START Exercise text

Honey can work just as well, however, for a president trying to shake things up. Reagan used his geniality to strike a working relationship, if not quite a friendship, with the equally affable Tip O'Neill, the House speaker and Massachusetts Democrat, who controlled the opposite party's last bastion of power. Reagan's easy-on-the-ears persona allayed the public's fears about the dramatic changes he had in mind and prompted many voters to press their lawmakers to go along.
Likability also helps presidential aspirants. "Americans like to like their candidates," noted Maurice Carroll, director of the Quinnipiac Polling Institute. Still, an election isn't a referendum but a choice, commonly between the lesser of evils, and things other than affection often matter more to voters. Consider the 1964 election, in which Barry Goldwater challenged Johnson. "LBJ was not a likable character," said Robert Dallek, a former presidential historian at Boston University, "but Goldwater was nuts." In 1992, fears of an economic recession trumped the public's doubts about Bill Clinton as a man.
"The candidate with the strongest personal appeal is often the one who loses," according to Martin Wattenberg, a political scientist at the University of California (Irvine).
In the wake of September 11, the issues of state are presumed to matter more and candidates' personality less. If the 2008 election becomes "a vote for change, I don't think that likability will matter," said Floyd Ciruli, an independent pollster in Denver. "This is the year for an obnoxious person."

END Exercise text
START Source material

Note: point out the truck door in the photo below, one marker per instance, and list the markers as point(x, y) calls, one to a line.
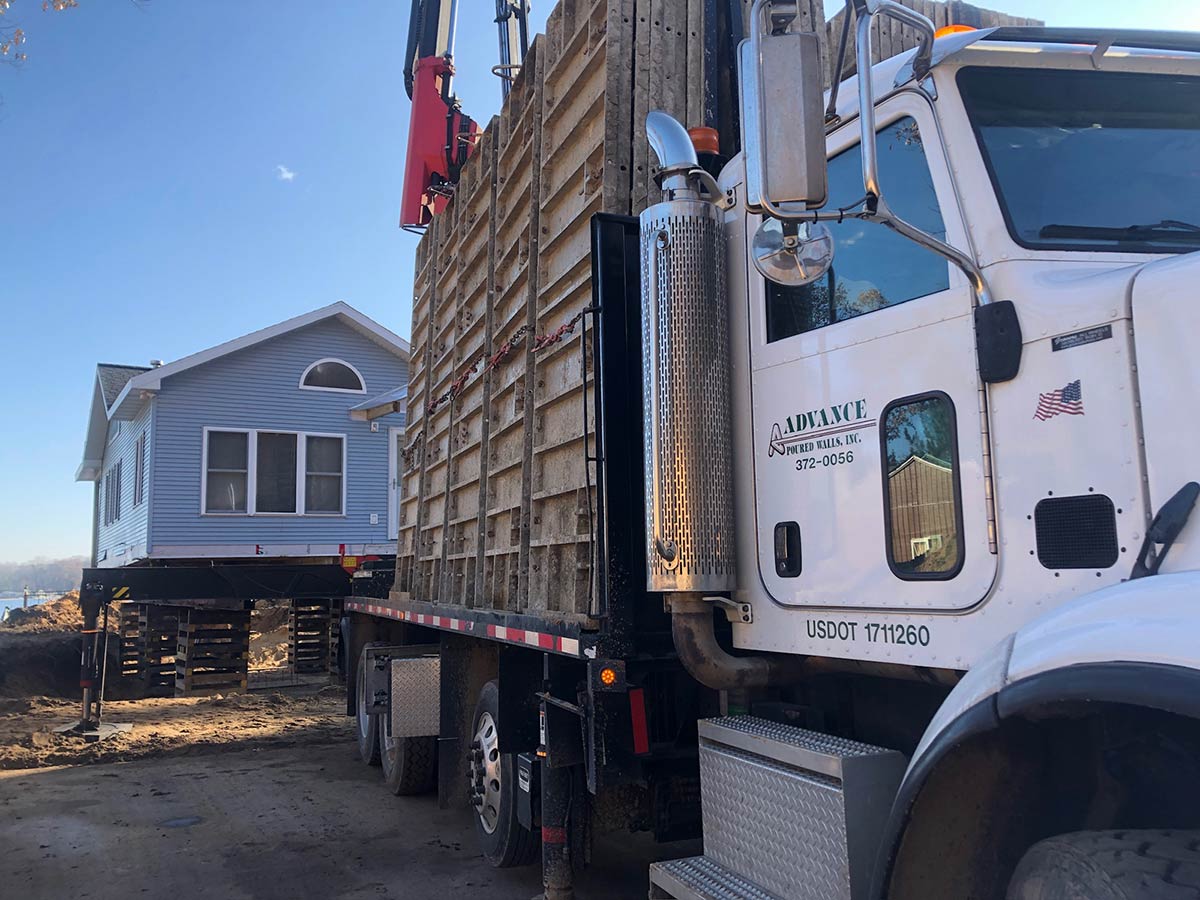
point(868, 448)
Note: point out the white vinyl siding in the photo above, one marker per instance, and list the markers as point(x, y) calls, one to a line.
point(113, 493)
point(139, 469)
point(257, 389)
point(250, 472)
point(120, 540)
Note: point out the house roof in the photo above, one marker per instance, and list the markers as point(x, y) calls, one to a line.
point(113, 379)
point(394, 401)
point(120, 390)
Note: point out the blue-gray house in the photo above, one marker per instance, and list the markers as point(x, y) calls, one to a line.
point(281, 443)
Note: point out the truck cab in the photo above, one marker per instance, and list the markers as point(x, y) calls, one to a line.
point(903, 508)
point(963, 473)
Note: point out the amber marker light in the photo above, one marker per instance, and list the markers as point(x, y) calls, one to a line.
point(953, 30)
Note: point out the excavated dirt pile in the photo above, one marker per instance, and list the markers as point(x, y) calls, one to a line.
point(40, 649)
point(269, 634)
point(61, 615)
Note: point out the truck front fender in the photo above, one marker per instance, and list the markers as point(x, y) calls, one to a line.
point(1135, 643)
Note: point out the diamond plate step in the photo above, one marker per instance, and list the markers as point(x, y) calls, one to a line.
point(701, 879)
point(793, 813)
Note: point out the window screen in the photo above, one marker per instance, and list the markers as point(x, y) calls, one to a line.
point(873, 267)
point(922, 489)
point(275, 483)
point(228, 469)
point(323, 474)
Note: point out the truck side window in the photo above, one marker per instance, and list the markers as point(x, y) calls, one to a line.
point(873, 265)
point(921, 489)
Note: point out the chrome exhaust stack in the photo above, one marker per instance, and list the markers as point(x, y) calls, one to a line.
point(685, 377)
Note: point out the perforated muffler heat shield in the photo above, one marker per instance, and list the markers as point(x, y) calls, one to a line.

END Source material

### [Exercise]
Answer these about the text on presidential likability:
(a) With which House speaker did Reagan strike a working relationship?
(b) Who is the director of the Quinnipiac Polling Institute?
(c) According to Floyd Ciruli, what kind of person is this the year for?

### [Written response]
(a) Tip O'Neill
(b) Maurice Carroll
(c) An obnoxious person